(Beginning of EXERCISE DATA)
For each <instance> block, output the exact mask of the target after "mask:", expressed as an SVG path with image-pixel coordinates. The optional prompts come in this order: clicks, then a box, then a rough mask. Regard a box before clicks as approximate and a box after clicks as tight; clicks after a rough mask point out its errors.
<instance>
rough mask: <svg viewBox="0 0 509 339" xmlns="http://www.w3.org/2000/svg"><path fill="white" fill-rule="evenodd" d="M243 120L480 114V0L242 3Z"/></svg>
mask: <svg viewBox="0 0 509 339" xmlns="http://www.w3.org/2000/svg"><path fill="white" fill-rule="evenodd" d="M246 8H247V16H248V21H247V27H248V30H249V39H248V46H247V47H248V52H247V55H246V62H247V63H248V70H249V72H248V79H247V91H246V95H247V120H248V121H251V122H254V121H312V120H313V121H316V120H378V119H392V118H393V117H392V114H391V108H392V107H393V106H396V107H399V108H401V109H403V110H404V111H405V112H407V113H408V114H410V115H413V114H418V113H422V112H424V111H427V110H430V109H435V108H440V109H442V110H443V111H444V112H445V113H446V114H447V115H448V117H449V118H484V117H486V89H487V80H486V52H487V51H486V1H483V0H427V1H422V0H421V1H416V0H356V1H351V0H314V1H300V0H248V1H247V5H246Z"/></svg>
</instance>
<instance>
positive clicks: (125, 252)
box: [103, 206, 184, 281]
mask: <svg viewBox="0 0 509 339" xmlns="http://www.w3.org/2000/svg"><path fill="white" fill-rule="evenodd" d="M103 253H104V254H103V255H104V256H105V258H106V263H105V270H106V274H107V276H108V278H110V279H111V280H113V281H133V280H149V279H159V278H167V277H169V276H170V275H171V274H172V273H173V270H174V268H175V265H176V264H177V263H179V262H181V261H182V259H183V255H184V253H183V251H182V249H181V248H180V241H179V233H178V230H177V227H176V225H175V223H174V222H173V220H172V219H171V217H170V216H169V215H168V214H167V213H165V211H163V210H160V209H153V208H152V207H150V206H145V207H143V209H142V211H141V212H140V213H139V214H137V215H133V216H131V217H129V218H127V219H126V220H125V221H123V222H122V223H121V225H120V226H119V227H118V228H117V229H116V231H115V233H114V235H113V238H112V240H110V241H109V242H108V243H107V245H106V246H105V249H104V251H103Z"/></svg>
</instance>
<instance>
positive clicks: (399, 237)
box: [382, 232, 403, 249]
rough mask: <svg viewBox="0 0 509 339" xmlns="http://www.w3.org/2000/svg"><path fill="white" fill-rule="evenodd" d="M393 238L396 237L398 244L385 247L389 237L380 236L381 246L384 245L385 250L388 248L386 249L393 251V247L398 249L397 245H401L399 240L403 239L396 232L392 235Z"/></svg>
(End of EXERCISE DATA)
Across the data, how many lines contain the string "clicks"? Only the number is wanted.

■ WRITTEN SOLUTION ■
3